Problem description
Could you transcribe the material below exactly, without leaving out a single line?

Records for this exercise
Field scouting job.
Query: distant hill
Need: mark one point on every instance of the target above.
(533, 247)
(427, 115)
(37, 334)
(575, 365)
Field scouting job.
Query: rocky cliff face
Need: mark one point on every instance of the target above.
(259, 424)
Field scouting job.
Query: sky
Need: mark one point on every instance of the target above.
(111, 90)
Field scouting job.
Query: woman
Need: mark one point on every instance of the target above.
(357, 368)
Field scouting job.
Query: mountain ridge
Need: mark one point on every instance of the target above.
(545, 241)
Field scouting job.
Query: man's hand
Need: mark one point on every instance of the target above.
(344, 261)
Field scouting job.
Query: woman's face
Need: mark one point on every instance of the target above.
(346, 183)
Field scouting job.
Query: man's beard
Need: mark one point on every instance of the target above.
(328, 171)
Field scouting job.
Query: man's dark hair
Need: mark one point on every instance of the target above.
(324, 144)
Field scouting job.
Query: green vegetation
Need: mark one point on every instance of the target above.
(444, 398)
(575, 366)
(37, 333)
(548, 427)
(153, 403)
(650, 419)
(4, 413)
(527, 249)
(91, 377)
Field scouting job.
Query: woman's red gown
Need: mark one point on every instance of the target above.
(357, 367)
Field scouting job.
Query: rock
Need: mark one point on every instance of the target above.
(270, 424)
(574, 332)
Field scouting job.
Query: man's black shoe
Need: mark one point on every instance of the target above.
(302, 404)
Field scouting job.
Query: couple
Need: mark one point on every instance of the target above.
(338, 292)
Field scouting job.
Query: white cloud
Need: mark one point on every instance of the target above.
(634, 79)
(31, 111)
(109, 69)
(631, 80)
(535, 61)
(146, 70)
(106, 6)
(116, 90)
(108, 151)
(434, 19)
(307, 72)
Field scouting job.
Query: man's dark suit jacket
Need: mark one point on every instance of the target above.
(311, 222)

Answer
Field scouting job.
Query: distant hill
Need: mark one point on every instance of the target above.
(533, 247)
(427, 115)
(37, 334)
(575, 365)
Field scouting job.
Query: rocky cliff face
Need: mark one point on every instance of the target above.
(259, 424)
Field scouting job.
Query: sky
Need: mark one point on every instance of the target above.
(111, 90)
Field scouting job.
Query: woman
Need: mark one point on every instance of the target above.
(357, 368)
Field scouting job.
Query: mountain ridge
Need: mark one point on every instance of the target above.
(545, 241)
Field scouting job.
Query: man's hand
Need: mark one point on every instance of the target above.
(344, 261)
Field scouting job.
Query: woman's face
Need: mark one point on every instance of the target above.
(346, 183)
Field scouting job.
Query: man's beard
Need: mark one point on every instance of the target above.
(328, 171)
Field scouting job.
Query: man's dark hair
Need: mark one point on every instance of the target above.
(324, 144)
Field scouting job.
Query: green vegetation
Need: mark one point on every instance of the target above.
(444, 398)
(575, 366)
(37, 333)
(548, 427)
(153, 403)
(650, 419)
(4, 413)
(527, 249)
(91, 377)
Field scouting job.
Query: woman's red gown
Need: mark one point on every instance of the target above.
(357, 367)
Field scouting job.
Query: rock
Need: mark one point on every instance of the target above.
(270, 424)
(574, 332)
Field scouting job.
Query: man's black shoe
Need: mark one point on every instance of the target above.
(302, 404)
Field scouting job.
Query: couple
Need: mark one point on every instance of the target above.
(338, 292)
Field scouting job.
Query: white cloud
Need: mark one point on every instance of the target above.
(634, 79)
(31, 111)
(109, 69)
(631, 80)
(535, 61)
(146, 70)
(106, 6)
(116, 90)
(108, 151)
(434, 19)
(307, 72)
Field scouting job.
Query: man's dark suit jacket
Need: mark one point on every instance of the target above.
(311, 222)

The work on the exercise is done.